• _Work instructions_
Only a number is expected here: the count of lines in the data that contain "MUST".

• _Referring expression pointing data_

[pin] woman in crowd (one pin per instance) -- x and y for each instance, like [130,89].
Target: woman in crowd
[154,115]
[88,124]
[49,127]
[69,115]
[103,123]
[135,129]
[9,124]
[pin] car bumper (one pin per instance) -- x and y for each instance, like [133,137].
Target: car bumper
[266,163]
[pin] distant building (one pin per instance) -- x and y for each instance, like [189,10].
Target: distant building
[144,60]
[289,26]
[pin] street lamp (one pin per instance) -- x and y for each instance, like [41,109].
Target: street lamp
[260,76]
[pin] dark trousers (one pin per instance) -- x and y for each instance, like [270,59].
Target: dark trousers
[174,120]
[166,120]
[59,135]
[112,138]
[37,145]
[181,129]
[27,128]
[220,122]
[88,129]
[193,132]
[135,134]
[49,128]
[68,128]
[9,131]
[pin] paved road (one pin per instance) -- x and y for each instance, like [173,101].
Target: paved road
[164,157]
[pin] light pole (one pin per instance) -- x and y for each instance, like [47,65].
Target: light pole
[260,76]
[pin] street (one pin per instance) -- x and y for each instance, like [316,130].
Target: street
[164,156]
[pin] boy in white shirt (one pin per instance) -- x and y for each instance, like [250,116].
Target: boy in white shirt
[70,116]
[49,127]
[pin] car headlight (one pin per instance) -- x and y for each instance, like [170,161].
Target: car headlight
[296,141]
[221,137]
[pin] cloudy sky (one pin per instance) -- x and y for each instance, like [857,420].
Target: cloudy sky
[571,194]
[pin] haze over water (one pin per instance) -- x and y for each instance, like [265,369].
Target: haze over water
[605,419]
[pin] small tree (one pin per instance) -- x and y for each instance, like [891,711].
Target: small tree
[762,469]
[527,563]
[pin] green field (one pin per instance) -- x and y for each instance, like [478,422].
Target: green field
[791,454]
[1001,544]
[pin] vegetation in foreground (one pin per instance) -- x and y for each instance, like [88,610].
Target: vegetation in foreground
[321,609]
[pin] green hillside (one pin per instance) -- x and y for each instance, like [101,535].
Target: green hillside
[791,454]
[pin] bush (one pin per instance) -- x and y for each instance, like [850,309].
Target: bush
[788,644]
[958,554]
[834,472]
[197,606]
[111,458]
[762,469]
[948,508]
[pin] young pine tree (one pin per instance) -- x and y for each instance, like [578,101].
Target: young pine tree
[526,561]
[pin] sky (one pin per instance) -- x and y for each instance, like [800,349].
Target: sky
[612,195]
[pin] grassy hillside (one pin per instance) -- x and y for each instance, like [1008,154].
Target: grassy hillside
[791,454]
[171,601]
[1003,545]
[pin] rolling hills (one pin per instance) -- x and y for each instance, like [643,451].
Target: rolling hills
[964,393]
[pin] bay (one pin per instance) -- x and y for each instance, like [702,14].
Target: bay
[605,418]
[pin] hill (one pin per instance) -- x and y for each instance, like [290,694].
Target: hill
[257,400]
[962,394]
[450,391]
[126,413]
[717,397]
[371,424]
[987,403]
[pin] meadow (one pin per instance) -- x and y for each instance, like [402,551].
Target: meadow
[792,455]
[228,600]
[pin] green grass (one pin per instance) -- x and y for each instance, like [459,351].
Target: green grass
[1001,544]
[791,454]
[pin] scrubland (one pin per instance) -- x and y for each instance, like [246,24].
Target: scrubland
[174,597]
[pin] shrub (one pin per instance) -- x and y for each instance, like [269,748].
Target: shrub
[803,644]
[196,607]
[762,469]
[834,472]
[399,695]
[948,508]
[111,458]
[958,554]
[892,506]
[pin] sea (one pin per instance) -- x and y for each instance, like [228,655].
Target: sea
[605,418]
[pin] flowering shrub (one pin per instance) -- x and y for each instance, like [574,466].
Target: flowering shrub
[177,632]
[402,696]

* * *

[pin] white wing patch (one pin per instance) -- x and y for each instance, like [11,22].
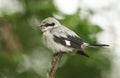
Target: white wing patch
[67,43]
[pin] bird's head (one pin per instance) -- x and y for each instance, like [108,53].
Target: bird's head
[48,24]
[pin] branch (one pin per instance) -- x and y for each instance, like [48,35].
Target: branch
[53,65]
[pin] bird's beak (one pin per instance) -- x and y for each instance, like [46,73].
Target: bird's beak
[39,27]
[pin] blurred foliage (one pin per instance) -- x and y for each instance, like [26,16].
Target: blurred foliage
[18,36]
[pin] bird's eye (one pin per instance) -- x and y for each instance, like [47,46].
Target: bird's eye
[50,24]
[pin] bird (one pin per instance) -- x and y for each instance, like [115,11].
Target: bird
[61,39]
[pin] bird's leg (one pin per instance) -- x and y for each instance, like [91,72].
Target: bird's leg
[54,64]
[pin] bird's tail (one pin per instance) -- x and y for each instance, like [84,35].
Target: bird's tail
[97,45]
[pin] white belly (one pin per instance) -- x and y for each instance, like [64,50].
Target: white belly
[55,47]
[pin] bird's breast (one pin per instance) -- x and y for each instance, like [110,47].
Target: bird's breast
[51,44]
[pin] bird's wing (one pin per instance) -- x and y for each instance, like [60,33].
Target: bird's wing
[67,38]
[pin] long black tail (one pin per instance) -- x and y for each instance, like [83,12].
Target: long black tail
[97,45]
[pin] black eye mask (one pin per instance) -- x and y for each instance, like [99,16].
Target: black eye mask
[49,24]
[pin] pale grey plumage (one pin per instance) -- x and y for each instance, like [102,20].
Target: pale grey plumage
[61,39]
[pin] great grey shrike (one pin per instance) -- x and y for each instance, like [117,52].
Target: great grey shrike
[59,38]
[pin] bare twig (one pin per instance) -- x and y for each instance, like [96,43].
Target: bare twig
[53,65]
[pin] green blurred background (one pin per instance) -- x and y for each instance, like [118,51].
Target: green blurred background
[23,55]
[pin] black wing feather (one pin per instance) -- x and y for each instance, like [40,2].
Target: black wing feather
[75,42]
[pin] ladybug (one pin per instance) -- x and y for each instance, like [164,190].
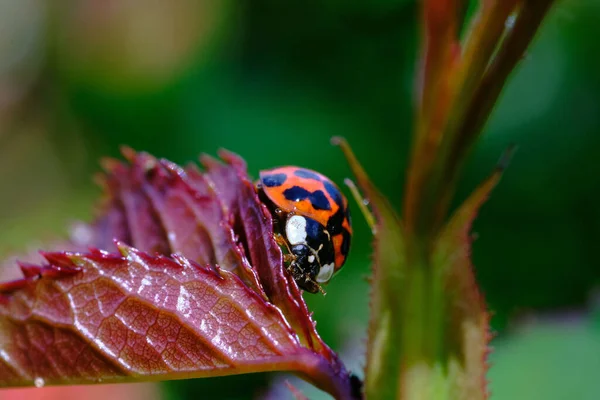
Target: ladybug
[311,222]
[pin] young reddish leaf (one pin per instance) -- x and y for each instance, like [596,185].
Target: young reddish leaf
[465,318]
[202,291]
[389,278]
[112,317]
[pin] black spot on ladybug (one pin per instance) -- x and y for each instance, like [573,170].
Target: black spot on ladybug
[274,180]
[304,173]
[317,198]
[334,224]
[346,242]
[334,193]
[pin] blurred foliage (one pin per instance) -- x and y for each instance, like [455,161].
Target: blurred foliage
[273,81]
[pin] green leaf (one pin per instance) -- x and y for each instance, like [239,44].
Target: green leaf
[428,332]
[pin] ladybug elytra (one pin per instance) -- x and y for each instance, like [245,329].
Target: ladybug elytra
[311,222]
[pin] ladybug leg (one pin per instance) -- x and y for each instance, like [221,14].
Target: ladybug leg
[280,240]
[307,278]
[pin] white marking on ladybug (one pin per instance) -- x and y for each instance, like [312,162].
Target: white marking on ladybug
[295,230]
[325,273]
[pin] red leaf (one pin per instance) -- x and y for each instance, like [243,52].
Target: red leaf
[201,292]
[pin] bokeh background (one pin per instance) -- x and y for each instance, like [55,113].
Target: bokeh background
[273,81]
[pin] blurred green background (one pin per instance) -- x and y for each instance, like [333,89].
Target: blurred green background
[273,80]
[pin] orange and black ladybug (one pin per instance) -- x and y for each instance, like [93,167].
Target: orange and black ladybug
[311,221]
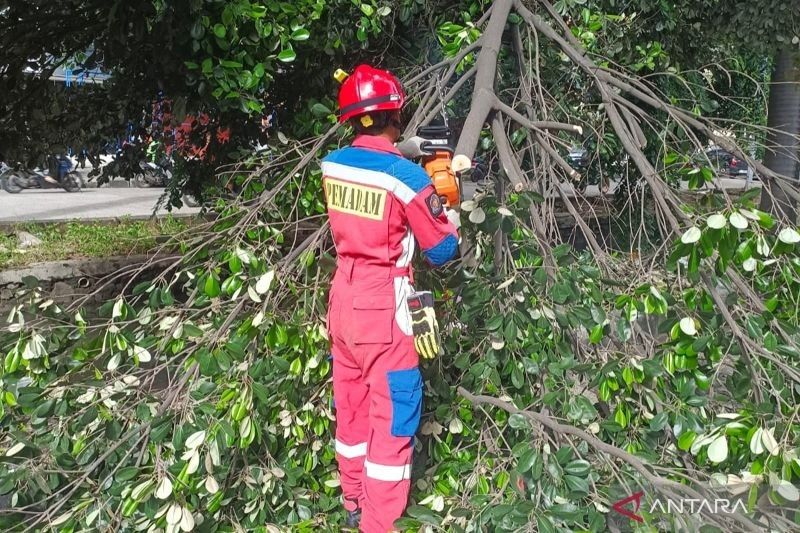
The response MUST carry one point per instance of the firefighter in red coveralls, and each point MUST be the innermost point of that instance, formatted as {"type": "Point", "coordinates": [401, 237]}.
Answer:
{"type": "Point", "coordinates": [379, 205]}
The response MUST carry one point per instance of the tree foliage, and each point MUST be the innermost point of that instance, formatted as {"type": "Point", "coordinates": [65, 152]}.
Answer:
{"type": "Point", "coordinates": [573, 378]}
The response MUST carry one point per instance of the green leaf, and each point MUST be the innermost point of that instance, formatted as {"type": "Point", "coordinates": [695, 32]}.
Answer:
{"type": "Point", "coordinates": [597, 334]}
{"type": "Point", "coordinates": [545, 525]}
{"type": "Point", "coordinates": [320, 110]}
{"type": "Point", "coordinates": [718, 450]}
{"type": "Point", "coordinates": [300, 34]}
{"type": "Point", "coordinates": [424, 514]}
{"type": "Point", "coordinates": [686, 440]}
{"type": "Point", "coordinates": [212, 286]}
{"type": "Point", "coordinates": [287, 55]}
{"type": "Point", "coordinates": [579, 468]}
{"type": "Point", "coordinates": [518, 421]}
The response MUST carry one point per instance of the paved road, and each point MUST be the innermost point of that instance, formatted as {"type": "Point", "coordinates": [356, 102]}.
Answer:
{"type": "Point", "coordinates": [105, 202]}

• _Result of the exercise_
4